:: DATASET EXCERPTS ::
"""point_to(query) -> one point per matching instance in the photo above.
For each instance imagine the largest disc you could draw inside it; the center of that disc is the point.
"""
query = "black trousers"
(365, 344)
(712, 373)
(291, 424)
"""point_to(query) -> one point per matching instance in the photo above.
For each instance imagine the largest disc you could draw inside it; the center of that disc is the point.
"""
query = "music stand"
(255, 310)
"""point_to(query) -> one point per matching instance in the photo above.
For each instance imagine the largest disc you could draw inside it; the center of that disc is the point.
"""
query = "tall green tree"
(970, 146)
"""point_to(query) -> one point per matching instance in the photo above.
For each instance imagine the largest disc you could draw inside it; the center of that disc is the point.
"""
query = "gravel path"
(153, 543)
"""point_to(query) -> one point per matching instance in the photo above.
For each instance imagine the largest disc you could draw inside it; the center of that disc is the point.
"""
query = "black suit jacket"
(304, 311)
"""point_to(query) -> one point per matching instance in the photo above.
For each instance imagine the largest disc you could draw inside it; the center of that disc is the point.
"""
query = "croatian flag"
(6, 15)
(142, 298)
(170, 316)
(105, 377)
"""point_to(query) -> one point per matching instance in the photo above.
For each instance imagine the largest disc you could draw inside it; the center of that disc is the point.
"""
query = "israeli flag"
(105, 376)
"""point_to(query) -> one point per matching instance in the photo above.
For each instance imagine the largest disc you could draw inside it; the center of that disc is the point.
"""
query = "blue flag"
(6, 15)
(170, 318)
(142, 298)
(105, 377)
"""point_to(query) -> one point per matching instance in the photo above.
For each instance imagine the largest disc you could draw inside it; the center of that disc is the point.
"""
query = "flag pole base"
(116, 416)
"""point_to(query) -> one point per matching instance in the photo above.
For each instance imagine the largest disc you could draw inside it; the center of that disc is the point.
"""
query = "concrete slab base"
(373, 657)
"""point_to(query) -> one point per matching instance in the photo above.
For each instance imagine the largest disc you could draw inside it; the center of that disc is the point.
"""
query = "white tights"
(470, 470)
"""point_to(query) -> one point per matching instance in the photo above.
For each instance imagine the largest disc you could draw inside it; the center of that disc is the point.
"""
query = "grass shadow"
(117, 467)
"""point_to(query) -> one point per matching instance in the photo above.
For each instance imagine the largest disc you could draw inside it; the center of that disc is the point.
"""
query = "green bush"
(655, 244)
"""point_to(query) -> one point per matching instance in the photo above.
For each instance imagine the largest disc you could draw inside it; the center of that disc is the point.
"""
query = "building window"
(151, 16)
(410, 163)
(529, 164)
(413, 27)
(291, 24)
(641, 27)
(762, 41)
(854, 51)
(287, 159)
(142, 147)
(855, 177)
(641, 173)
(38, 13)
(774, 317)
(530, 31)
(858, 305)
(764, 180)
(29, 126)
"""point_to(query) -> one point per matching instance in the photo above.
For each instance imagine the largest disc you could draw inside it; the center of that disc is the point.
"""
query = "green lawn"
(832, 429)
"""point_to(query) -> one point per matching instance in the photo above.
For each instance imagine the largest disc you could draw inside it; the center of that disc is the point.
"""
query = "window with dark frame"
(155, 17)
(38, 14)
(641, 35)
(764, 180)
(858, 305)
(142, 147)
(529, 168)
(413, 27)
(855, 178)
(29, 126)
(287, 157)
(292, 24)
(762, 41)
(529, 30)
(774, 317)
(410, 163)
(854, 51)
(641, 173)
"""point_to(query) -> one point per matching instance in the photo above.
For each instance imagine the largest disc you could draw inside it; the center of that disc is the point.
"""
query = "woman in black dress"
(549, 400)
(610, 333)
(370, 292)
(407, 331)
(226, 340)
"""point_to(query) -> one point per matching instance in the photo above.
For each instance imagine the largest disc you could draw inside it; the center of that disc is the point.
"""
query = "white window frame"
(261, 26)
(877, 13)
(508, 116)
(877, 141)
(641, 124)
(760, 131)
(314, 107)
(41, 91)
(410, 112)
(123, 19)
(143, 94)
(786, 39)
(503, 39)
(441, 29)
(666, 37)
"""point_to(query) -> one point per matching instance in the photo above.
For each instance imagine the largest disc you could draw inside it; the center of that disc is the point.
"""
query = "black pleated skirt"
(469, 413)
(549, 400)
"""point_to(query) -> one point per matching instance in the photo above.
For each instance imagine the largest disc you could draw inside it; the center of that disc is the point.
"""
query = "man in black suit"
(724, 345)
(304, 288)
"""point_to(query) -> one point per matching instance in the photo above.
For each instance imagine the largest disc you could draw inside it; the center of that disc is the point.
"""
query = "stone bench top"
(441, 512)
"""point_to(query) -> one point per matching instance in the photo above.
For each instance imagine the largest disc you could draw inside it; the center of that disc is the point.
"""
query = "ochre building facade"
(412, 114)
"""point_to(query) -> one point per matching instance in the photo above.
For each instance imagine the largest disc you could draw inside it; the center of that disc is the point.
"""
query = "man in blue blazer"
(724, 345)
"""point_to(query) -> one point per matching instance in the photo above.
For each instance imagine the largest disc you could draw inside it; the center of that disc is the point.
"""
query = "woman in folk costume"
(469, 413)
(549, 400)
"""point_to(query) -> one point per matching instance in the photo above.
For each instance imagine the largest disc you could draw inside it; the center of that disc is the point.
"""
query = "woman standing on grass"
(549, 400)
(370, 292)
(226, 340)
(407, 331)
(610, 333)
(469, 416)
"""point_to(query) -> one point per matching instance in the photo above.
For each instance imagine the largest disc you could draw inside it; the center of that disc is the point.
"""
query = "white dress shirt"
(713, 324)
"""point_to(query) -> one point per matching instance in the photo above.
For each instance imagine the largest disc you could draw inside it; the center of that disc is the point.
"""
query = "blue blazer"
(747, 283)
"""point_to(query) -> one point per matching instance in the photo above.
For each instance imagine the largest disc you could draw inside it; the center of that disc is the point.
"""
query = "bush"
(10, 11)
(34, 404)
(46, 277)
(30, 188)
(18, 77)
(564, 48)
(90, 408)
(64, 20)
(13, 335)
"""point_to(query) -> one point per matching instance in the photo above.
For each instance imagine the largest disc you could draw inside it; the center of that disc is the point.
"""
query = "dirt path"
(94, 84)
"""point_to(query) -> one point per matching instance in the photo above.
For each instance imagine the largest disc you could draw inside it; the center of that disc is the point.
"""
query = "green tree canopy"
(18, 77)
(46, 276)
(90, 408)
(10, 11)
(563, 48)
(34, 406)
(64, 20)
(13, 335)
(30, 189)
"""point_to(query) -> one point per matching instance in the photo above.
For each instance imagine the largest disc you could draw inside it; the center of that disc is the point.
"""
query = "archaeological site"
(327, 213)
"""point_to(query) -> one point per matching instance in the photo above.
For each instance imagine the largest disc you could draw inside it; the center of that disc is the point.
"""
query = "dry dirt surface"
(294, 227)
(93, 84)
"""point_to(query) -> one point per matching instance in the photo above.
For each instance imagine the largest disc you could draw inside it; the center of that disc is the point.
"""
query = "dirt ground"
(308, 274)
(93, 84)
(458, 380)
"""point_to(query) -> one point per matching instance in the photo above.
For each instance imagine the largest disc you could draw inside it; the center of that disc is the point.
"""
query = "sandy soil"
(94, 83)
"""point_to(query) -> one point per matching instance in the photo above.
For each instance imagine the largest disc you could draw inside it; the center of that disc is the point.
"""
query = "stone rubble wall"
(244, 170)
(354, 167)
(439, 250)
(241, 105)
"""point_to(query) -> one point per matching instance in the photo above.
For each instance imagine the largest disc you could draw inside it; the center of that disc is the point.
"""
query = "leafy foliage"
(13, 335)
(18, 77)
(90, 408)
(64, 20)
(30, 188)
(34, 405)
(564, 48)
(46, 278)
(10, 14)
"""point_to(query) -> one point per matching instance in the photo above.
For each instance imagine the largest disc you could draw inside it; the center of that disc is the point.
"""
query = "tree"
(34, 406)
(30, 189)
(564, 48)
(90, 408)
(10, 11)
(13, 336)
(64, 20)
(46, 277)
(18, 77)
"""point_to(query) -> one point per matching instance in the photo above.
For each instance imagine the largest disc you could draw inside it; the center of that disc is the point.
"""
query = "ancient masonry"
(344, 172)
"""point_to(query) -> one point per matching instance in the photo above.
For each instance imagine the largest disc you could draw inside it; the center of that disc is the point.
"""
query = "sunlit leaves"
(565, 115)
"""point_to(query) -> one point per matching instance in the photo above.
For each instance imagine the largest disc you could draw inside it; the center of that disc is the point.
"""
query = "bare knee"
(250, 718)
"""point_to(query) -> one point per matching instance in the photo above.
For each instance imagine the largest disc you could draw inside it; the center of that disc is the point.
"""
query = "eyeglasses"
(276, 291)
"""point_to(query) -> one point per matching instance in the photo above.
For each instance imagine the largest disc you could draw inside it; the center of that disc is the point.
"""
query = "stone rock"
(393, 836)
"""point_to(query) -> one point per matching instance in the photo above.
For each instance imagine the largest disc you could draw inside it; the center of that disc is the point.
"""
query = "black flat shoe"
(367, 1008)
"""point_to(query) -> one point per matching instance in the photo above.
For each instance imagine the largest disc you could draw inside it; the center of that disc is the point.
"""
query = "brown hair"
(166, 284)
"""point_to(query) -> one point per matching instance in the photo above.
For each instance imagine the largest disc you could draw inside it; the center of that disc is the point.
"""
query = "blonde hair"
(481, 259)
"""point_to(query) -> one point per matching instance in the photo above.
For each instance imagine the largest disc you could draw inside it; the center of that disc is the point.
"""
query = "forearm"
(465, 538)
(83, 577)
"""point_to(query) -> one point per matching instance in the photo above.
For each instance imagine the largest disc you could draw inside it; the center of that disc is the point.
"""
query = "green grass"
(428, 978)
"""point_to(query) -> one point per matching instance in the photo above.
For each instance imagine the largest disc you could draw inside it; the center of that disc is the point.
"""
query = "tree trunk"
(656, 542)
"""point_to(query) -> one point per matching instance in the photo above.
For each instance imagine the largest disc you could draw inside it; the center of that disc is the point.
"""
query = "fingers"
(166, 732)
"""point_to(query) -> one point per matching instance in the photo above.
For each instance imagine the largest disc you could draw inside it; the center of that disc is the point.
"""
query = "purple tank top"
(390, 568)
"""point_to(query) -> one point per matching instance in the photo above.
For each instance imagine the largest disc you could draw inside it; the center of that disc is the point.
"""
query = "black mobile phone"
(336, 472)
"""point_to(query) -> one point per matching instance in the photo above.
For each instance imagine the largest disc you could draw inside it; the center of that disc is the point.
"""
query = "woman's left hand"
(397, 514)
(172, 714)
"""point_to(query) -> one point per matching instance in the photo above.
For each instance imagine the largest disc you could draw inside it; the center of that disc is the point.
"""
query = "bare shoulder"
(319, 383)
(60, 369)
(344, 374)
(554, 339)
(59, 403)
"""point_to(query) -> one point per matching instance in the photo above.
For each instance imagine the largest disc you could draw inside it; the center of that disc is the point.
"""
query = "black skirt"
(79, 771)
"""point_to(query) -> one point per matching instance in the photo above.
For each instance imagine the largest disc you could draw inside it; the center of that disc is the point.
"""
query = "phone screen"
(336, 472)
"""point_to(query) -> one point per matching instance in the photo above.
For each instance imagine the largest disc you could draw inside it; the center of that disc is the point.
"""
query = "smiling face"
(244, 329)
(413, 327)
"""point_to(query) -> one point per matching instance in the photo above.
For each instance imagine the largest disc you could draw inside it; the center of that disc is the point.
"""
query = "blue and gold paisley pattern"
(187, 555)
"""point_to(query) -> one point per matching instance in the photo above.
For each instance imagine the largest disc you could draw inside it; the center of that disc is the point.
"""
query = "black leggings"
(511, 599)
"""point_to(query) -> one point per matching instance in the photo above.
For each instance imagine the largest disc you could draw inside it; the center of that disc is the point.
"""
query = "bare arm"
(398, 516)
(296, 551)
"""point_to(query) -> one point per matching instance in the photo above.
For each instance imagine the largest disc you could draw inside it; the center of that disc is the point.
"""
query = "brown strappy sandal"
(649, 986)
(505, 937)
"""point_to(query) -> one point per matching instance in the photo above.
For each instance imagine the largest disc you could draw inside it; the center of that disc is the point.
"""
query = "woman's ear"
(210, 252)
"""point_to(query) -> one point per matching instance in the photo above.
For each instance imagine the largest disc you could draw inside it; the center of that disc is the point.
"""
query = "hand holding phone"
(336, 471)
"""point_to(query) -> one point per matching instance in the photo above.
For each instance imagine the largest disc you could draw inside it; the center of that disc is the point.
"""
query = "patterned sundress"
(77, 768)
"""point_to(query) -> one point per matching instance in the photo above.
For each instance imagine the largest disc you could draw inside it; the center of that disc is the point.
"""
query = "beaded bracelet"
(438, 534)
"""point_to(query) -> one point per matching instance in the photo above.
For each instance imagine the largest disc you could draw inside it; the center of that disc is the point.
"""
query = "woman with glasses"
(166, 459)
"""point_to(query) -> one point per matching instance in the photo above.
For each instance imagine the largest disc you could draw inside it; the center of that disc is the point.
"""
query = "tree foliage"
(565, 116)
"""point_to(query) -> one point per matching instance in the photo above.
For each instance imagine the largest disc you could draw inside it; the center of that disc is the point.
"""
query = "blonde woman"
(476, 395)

:: EXERCISE OBJECTIVE ::
Return each line of the listing above that contains the word "white".

:: RESULT OF THIS EXERCISE ::
query = "white tights"
query = "white window frame"
query = "white dress shirt"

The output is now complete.